#### [EXERCISE BRIEF]
Please count the lines in the listing below that contain the string "ceiling", matching case exactly. Reply with the number alone.

Position identification records
* * * * *

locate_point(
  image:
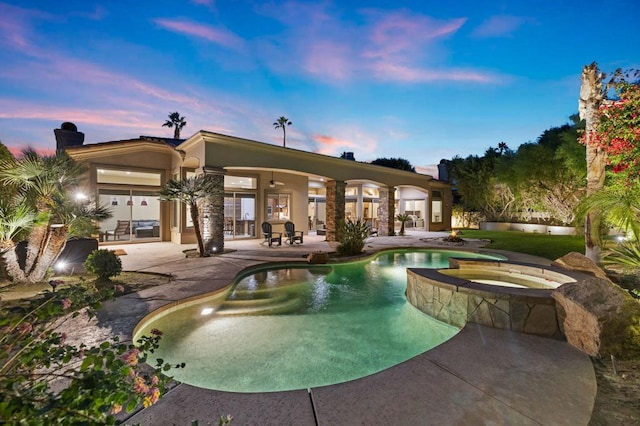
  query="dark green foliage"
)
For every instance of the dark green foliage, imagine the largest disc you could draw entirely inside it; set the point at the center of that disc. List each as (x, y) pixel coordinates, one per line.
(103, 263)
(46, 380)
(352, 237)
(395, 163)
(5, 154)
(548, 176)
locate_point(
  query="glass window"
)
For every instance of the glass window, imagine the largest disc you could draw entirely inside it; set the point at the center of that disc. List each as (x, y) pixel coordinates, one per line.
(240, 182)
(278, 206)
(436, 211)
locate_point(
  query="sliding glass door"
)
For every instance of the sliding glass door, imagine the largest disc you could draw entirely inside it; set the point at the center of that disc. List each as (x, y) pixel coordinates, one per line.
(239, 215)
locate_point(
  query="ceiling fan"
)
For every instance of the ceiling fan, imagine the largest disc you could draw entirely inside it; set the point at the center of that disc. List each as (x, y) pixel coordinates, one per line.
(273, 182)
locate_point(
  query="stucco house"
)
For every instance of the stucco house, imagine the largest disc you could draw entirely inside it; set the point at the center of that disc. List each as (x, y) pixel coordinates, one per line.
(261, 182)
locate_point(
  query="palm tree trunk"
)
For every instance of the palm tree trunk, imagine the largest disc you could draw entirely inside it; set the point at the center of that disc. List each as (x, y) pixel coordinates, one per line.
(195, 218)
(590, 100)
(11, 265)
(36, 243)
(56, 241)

* * * * *

#### [CORRECT RESPONSE]
2